• [WHAT THIS TASK INVOLVES] Print out each entry without alteration, and keep the pictures out.

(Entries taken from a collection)
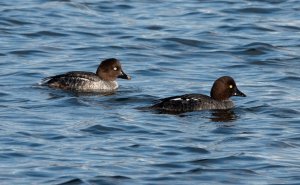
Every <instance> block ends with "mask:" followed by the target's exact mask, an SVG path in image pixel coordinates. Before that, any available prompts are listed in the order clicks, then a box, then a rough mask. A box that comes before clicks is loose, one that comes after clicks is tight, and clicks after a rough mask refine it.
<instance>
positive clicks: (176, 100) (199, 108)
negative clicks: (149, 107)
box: [150, 76, 246, 113]
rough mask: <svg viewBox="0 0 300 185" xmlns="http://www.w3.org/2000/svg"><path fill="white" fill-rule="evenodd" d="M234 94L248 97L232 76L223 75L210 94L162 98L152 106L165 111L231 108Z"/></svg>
mask: <svg viewBox="0 0 300 185" xmlns="http://www.w3.org/2000/svg"><path fill="white" fill-rule="evenodd" d="M232 96H241V97H246V95H245V94H244V93H243V92H241V91H240V90H239V89H238V88H237V85H236V83H235V81H234V79H233V78H232V77H230V76H222V77H220V78H218V79H217V80H215V82H214V83H213V86H212V88H211V91H210V96H207V95H204V94H184V95H179V96H172V97H167V98H163V99H160V100H159V102H158V103H156V104H154V105H152V106H151V107H150V108H151V109H153V110H157V111H160V112H165V113H183V112H191V111H200V110H216V109H231V108H233V107H234V103H233V102H232V101H231V100H230V99H229V98H230V97H232Z"/></svg>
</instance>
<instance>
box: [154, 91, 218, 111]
mask: <svg viewBox="0 0 300 185" xmlns="http://www.w3.org/2000/svg"><path fill="white" fill-rule="evenodd" d="M160 101H161V102H159V103H157V104H155V105H153V106H152V108H154V109H157V110H160V111H166V112H177V113H180V112H188V111H194V110H200V109H201V107H206V104H207V103H209V102H210V101H213V100H212V99H211V98H210V97H209V96H206V95H202V94H185V95H182V96H172V97H168V98H163V99H161V100H160Z"/></svg>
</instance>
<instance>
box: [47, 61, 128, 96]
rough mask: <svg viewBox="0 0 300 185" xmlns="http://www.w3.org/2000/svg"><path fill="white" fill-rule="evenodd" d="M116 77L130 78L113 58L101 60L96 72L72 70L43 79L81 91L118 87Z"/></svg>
mask: <svg viewBox="0 0 300 185" xmlns="http://www.w3.org/2000/svg"><path fill="white" fill-rule="evenodd" d="M116 78H124V79H128V80H129V79H130V77H129V76H127V75H126V74H125V73H124V72H123V70H122V68H121V64H120V62H119V61H118V60H117V59H114V58H111V59H106V60H104V61H102V62H101V64H100V65H99V67H98V69H97V71H96V73H92V72H85V71H72V72H68V73H65V74H61V75H55V76H50V77H47V78H44V79H43V84H44V85H47V86H49V87H53V88H60V89H64V90H73V91H79V92H95V91H96V92H98V91H100V92H107V91H114V90H116V89H117V88H118V83H117V82H116Z"/></svg>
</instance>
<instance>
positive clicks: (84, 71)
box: [43, 71, 100, 81]
mask: <svg viewBox="0 0 300 185" xmlns="http://www.w3.org/2000/svg"><path fill="white" fill-rule="evenodd" d="M61 78H78V79H80V78H82V79H85V80H89V81H99V80H100V78H99V77H98V76H97V75H96V74H95V73H92V72H85V71H71V72H68V73H65V74H61V75H55V76H50V77H46V78H44V79H43V81H48V80H58V79H61Z"/></svg>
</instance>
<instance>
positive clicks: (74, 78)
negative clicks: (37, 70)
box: [43, 71, 101, 89]
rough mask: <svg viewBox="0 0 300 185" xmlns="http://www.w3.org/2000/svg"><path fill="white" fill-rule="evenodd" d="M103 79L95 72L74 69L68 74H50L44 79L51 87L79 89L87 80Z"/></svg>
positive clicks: (84, 83)
mask: <svg viewBox="0 0 300 185" xmlns="http://www.w3.org/2000/svg"><path fill="white" fill-rule="evenodd" d="M99 80H101V79H100V78H99V77H98V76H97V75H96V74H95V73H92V72H84V71H72V72H68V73H66V74H61V75H56V76H50V77H47V78H44V79H43V81H44V82H43V83H44V84H45V85H48V86H50V87H55V88H62V89H77V88H78V87H81V86H83V85H84V84H86V82H87V81H89V82H91V81H94V82H97V81H99Z"/></svg>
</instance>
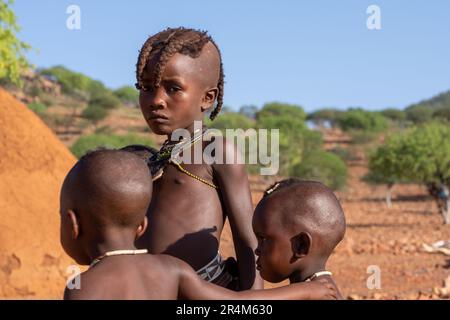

• [ANSWER SPACE]
Every <instance> block ends with "mask:" followed by the target's exact mask, an SVG path in image pixel coordinates. Before that, any available prompts are listed in the order clicks, then a box, then a rough mask. A box that comes before clicks is loose, one that comes after clicks is tight, and clicks after a rough mask refine it.
<instance>
positive clicks: (176, 100) (199, 108)
negative clicks: (149, 107)
box: [150, 76, 246, 113]
rough mask: <svg viewBox="0 0 300 185" xmlns="http://www.w3.org/2000/svg"><path fill="white" fill-rule="evenodd" d="M234 94L248 97L232 76L223 75L210 94L162 98L152 106L165 111L231 108Z"/></svg>
mask: <svg viewBox="0 0 300 185" xmlns="http://www.w3.org/2000/svg"><path fill="white" fill-rule="evenodd" d="M232 96H241V97H246V95H245V94H244V93H243V92H241V91H240V90H239V89H238V88H237V85H236V83H235V81H234V79H233V78H232V77H230V76H222V77H220V78H218V79H217V80H215V82H214V83H213V86H212V88H211V91H210V96H207V95H204V94H184V95H179V96H172V97H167V98H163V99H160V100H159V102H158V103H156V104H154V105H152V106H151V107H150V108H151V109H153V110H157V111H160V112H165V113H183V112H191V111H200V110H216V109H231V108H233V107H234V103H233V102H232V101H231V100H230V99H229V98H230V97H232Z"/></svg>
</instance>
<instance>
box: [154, 91, 218, 111]
mask: <svg viewBox="0 0 300 185" xmlns="http://www.w3.org/2000/svg"><path fill="white" fill-rule="evenodd" d="M160 101H161V102H159V103H157V104H155V105H153V106H152V108H154V109H157V110H160V111H166V112H177V113H180V112H188V111H194V110H200V109H201V107H206V104H207V103H209V102H210V101H213V100H212V99H211V98H210V97H209V96H206V95H202V94H185V95H182V96H172V97H168V98H163V99H161V100H160Z"/></svg>
</instance>
<instance>
box: [47, 61, 128, 96]
rough mask: <svg viewBox="0 0 300 185" xmlns="http://www.w3.org/2000/svg"><path fill="white" fill-rule="evenodd" d="M116 77L130 78L113 58L101 60L96 72L72 70L43 79L81 91L118 87Z"/></svg>
mask: <svg viewBox="0 0 300 185" xmlns="http://www.w3.org/2000/svg"><path fill="white" fill-rule="evenodd" d="M116 78H124V79H128V80H129V79H130V77H129V76H127V75H126V74H125V73H124V72H123V70H122V68H121V64H120V62H119V61H118V60H117V59H114V58H111V59H106V60H104V61H102V62H101V64H100V65H99V67H98V69H97V71H96V73H92V72H85V71H72V72H68V73H65V74H61V75H55V76H50V77H47V78H44V79H43V84H44V85H47V86H49V87H53V88H60V89H64V90H73V91H79V92H95V91H96V92H98V91H100V92H107V91H114V90H116V89H117V88H118V83H117V82H116Z"/></svg>
</instance>
<instance>
positive clicks: (84, 71)
box: [43, 71, 100, 81]
mask: <svg viewBox="0 0 300 185" xmlns="http://www.w3.org/2000/svg"><path fill="white" fill-rule="evenodd" d="M61 78H78V79H80V78H82V79H85V80H89V81H99V80H100V78H99V77H98V76H97V75H96V74H95V73H92V72H85V71H71V72H68V73H65V74H61V75H55V76H50V77H46V78H44V79H43V81H48V80H58V79H61Z"/></svg>
</instance>
<instance>
positive clicks: (74, 78)
negative clicks: (37, 70)
box: [43, 71, 101, 89]
rough mask: <svg viewBox="0 0 300 185" xmlns="http://www.w3.org/2000/svg"><path fill="white" fill-rule="evenodd" d="M103 79L95 72L74 69L68 74H50L44 79L51 87L79 89L87 80Z"/></svg>
positive clicks: (84, 83)
mask: <svg viewBox="0 0 300 185" xmlns="http://www.w3.org/2000/svg"><path fill="white" fill-rule="evenodd" d="M99 80H101V79H100V78H99V77H98V76H97V75H96V74H95V73H92V72H84V71H72V72H68V73H66V74H61V75H56V76H50V77H47V78H44V79H43V81H44V82H43V83H44V84H45V85H48V86H50V87H55V88H62V89H77V88H78V87H81V86H83V85H84V84H86V82H87V81H89V82H91V81H94V82H97V81H99Z"/></svg>
</instance>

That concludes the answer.